» **Exercise objective**
Every record should be written out again in full, with no character altered.

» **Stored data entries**

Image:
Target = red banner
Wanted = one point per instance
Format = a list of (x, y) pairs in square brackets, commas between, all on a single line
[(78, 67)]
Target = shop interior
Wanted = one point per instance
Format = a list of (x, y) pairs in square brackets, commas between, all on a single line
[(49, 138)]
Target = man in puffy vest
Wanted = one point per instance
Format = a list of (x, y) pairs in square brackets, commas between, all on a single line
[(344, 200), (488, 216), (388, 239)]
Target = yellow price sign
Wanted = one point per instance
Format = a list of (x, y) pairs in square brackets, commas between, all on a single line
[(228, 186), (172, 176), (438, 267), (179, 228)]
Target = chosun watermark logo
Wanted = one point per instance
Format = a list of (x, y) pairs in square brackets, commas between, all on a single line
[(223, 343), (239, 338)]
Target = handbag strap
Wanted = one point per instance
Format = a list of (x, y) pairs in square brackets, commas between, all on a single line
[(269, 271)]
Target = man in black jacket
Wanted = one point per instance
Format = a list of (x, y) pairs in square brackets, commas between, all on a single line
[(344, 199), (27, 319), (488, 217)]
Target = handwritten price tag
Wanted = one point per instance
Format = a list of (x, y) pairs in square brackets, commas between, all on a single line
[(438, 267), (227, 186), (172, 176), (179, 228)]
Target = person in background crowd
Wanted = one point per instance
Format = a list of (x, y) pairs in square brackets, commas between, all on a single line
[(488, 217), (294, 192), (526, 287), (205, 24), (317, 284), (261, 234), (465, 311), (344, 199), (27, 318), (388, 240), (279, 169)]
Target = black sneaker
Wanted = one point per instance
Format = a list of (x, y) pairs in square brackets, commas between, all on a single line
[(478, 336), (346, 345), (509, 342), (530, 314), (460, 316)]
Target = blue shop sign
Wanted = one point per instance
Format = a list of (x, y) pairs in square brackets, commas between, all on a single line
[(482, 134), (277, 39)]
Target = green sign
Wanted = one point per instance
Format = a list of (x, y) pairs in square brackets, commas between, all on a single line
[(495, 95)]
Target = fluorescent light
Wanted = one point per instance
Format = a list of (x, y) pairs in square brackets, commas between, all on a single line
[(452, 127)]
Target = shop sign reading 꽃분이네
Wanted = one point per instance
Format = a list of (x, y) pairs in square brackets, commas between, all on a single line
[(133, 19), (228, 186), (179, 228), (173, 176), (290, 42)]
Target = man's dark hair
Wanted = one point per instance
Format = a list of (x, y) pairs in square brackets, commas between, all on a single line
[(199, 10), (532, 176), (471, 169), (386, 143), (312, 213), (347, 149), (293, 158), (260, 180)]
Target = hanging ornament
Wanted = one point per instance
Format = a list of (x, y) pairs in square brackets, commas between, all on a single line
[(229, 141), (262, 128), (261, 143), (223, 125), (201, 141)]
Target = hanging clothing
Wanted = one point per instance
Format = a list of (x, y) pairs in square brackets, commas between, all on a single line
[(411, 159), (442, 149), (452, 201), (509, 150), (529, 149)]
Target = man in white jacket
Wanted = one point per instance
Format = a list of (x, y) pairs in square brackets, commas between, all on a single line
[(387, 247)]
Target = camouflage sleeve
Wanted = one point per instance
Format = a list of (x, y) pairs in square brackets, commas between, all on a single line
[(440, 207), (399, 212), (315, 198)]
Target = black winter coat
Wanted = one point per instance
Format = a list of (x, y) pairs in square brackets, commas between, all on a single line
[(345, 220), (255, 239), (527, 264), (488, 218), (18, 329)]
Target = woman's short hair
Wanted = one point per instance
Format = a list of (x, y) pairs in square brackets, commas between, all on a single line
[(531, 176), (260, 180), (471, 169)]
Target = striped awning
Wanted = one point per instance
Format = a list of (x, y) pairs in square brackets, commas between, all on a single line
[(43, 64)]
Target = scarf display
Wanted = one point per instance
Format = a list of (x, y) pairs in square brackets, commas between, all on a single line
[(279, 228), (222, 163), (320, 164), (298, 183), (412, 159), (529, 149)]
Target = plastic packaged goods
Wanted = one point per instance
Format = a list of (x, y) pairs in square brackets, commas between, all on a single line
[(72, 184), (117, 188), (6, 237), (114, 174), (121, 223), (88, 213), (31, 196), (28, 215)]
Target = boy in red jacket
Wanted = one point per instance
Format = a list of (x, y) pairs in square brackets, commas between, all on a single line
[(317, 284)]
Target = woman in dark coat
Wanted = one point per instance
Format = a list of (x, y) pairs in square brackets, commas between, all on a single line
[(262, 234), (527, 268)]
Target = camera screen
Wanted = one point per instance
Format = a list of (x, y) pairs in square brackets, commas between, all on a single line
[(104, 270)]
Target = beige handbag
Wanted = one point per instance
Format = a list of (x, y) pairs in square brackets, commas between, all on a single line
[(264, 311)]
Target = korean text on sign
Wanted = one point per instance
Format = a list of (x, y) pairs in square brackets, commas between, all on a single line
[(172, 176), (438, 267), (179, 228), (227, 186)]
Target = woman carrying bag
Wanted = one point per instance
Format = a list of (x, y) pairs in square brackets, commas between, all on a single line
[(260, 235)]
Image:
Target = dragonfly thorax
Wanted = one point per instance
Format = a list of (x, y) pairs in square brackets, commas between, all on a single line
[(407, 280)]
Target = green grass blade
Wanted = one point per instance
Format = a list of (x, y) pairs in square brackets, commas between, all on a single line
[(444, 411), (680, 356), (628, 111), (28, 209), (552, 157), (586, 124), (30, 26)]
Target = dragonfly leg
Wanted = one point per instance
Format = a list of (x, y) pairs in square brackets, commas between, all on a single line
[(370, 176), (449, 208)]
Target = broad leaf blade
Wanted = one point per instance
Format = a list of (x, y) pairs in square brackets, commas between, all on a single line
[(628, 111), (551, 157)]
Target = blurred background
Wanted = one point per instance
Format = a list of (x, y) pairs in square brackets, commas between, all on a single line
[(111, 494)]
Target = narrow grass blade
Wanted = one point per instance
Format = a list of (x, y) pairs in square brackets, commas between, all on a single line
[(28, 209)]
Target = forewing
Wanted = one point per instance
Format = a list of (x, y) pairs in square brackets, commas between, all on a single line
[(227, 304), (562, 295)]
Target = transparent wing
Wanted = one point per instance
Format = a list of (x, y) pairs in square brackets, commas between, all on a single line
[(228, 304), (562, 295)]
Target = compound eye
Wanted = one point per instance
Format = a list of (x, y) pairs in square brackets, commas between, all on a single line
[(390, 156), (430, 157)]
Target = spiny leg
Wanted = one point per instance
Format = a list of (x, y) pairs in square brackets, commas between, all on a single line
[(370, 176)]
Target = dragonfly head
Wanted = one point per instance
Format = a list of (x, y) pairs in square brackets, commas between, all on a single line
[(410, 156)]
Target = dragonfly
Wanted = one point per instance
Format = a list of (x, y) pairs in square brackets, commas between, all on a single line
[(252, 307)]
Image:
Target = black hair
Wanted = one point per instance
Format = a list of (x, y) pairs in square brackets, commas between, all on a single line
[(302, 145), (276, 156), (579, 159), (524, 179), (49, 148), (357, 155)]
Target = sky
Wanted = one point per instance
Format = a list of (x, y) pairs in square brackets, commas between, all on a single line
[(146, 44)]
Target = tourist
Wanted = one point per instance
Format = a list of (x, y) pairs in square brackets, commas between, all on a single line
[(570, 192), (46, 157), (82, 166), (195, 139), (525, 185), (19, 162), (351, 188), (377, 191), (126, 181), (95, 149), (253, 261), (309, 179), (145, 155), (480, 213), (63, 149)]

» **Task response**
Image:
Target = red banner
Wanted = one point per instance
Format = a list of (x, y) pairs in square brackets, commas between, all on a single line
[(78, 67)]
Target = shop interior
Wanted = one point per instance
Format = a list of (x, y) pairs in square brackets, commas between, all on a single line
[(49, 138)]
Target = man in puffy vest
Wanted = one point per instance
Format = a list of (x, y) pairs in square brackets, commas between, all on a single line
[(344, 200), (488, 216), (388, 239)]
Target = yellow price sign
Wanted = one point per instance
Format = a list of (x, y) pairs in square brackets, commas between, all on a single line
[(228, 186), (172, 176), (438, 267), (179, 228)]
Target = chosun watermark logo
Wanted = one point per instance
Format = a list of (x, y) pairs in square brackets, commas between, all on a single line
[(223, 343), (239, 338)]
Target = handbag strap
Wanted = one point per instance
Format = a list of (x, y) pairs in square brackets, commas between, all on a single line
[(269, 271)]
Target = man in black jacket
Wanted = one point per instance
Format = a list of (x, y) pairs in square brackets, commas between, all on a single line
[(344, 199), (27, 319), (488, 217)]
Target = handwritten price tag
Wanted = one point per instance
Format = a list of (x, y) pairs in square brackets, commas between, all on a single line
[(438, 267), (227, 186), (172, 176), (179, 228)]
Target = person in background crowd
Wanted = one point per instance
Format = a list of (x, y) pairs in square brackets, commas between, all on a single line
[(488, 217), (294, 192), (526, 287), (205, 24), (317, 284), (261, 234), (465, 311), (344, 199), (27, 318), (388, 240), (279, 169)]
Target = black sneaker
Wanted = one point per instance
Format = a list of (x, y) pairs in square brackets, commas between, all on a single line
[(478, 336), (346, 345), (509, 342), (530, 314), (460, 316)]
Target = blue shop sign
Wanted = one point per instance
Format = a list of (x, y) pairs in square brackets, commas between, all on a single line
[(482, 134), (277, 39)]
Target = green sign
Wanted = one point per instance
Format = a list of (x, y) pairs in square brackets, commas between, all on a single line
[(495, 95)]
Target = fluorescent light
Wanted = one point per instance
Format = a list of (x, y) pairs in square brackets, commas between, all on a single line
[(452, 127)]
Target = shop sign reading 꽃분이네
Wanted = one point per instance
Format = a list of (x, y) pairs in square brackets, commas between, all on a single line
[(133, 19), (228, 186), (179, 228), (173, 176), (290, 42)]
Target = man's dark hair
Wanted = one point per instance
Format = a list of (x, y) pairs in square brackets, commas between, all on a single line
[(199, 10), (532, 176), (471, 169), (386, 143), (312, 213), (347, 149), (293, 158), (260, 180)]
Target = hanging ornament
Wanted = one point per instance
Format = a list of (x, y) pairs in square brackets, commas between, all on a single line
[(229, 141), (262, 128), (261, 143), (223, 125), (201, 141)]
Target = hanging clothing
Wanted = one point per instance
Format = a list of (x, y) pairs in square brackets, commas between, all on a single line
[(411, 159), (442, 149), (452, 201), (509, 150), (529, 149)]
Target = man in white jacket
Wanted = one point per instance
Format = a list of (x, y) pairs in square brackets, commas between, all on a single line
[(387, 247)]
Target = camouflage sleeve
Wanted = one point per instance
Format = a list of (x, y) pairs in square brackets, commas between, all on a single line
[(440, 207), (399, 212), (315, 198)]
Target = black winter coat
Wanted = one point per instance
Format = a list of (x, y) pairs in square brackets, commas between, all on a single line
[(345, 220), (255, 239), (527, 264), (488, 218), (18, 329)]
Target = woman's short hair
Wanted = one point per instance
Format = a list of (x, y) pairs in square brackets, commas between, all on a single line
[(531, 176), (260, 180), (471, 169)]
Target = striped awning
Wanted = one point per instance
Format = a list of (x, y) pairs in square brackets, commas between, all on a single line
[(43, 64)]
Target = scarf display
Wanted = one point per instance
Format = a list of (x, y) pairs in square brackets, commas between, all on a single line
[(279, 228), (222, 163), (320, 164), (298, 183), (412, 159), (529, 149)]
Target = plastic packaged goods
Wanted = one point per instance
Format = a list of (x, y) pairs in square brackets, commas between, all on a single line
[(72, 184), (117, 188), (6, 237), (114, 174), (121, 223), (88, 213), (31, 196), (28, 215)]
Target = boy in red jacket
Wanted = one point per instance
Format = a list of (x, y) pairs in square brackets, commas between, all on a single line
[(317, 284)]
Target = woman in dark coat
Wanted = one point per instance
Format = a list of (x, y) pairs in square brackets, commas between, all on a single line
[(262, 234), (527, 268)]
Target = camera screen
Wanted = one point per instance
Format = a list of (x, y) pairs in square brackets, commas between, all on a single line
[(104, 270)]
Target = beige handbag
Wanted = one point per instance
Format = a list of (x, y) pairs in square brackets, commas between, all on a single line
[(264, 311)]
Target = korean text on sign
Wanted = one point per instance
Format = a list of (x, y) pairs in square brackets, commas between, all on a single line
[(172, 176), (438, 267), (179, 228), (227, 186)]
Target = woman carrying bag
Wanted = one point per instance
Format = a list of (x, y) pairs in square brackets, commas between, all on a single line
[(260, 235)]
Image:
Target = dragonfly thorax
Wanted = one point per instance
Format = a list of (x, y) pairs in square brackets, commas between, all on a single line
[(407, 280)]
Target = green grass blade
Wanted = one point per instance
Format = a list of (x, y) pairs in square brackets, commas between, all on a single line
[(444, 411), (680, 356), (628, 111), (28, 209), (552, 157), (586, 124), (30, 26)]
Target = dragonfly leg
Wanted = one point per instance
Format = a list of (x, y) pairs in square brackets, commas between, all on a single line
[(370, 176), (449, 208)]
Target = broad leaf blade
Wanted = one point per instance
Format = a list of (x, y) pairs in square brackets, commas between, all on a single line
[(628, 111), (551, 157)]
Target = blurred background
Wanted = one point per instance
Format = a list of (x, y) pairs in square brackets, commas between, all on a single line
[(111, 494)]
Target = narrow grass blade
Wanted = one point per instance
Format = a list of (x, y) pairs in square brackets, commas between, all on a single line
[(28, 209)]
Target = forewing
Wanted = one point per instance
Format = a list of (x, y) pairs in square brackets, commas between, all on a single line
[(227, 304), (562, 295)]
Target = transparent wing
Wanted = one point per instance
Format = a list of (x, y) pairs in square brackets, commas between, all on a single line
[(228, 304), (562, 295)]
Target = compound eye
Wanted = one point per instance
Format = a list of (x, y) pairs in square brackets, commas between, all on a single line
[(390, 156), (430, 157)]
Target = spiny leg
Wanted = one point per instance
Format = a list of (x, y) pairs in square brackets, commas between, all on a single line
[(370, 176)]
Target = dragonfly head
Wanted = one point per instance
Format = a list of (x, y) pairs in square brackets, commas between, all on a single line
[(410, 156)]
Target = dragonfly
Wanted = one point per instance
Format = a list of (x, y) pairs in square brackets, commas between, all on a single line
[(252, 307)]
Image:
Target = black hair
Wanted = one point per instance
Format = a list of (x, y) pairs in square brackets, commas between, all on a single line
[(302, 145), (276, 156), (579, 159), (524, 179), (49, 148), (357, 155)]
Target = sky
Wanted = one point per instance
Format = a list of (x, y) pairs in square brackets, commas between, all on a single line
[(146, 44)]
Target = tourist
Wanted = one point per instance
Format = a list of (x, y) pairs in square brackets, commas between, all on a single line
[(570, 192), (46, 157), (82, 166), (195, 139), (525, 185), (19, 162), (351, 188), (377, 191), (126, 181), (95, 149), (253, 261), (309, 179), (145, 155), (480, 213), (63, 149)]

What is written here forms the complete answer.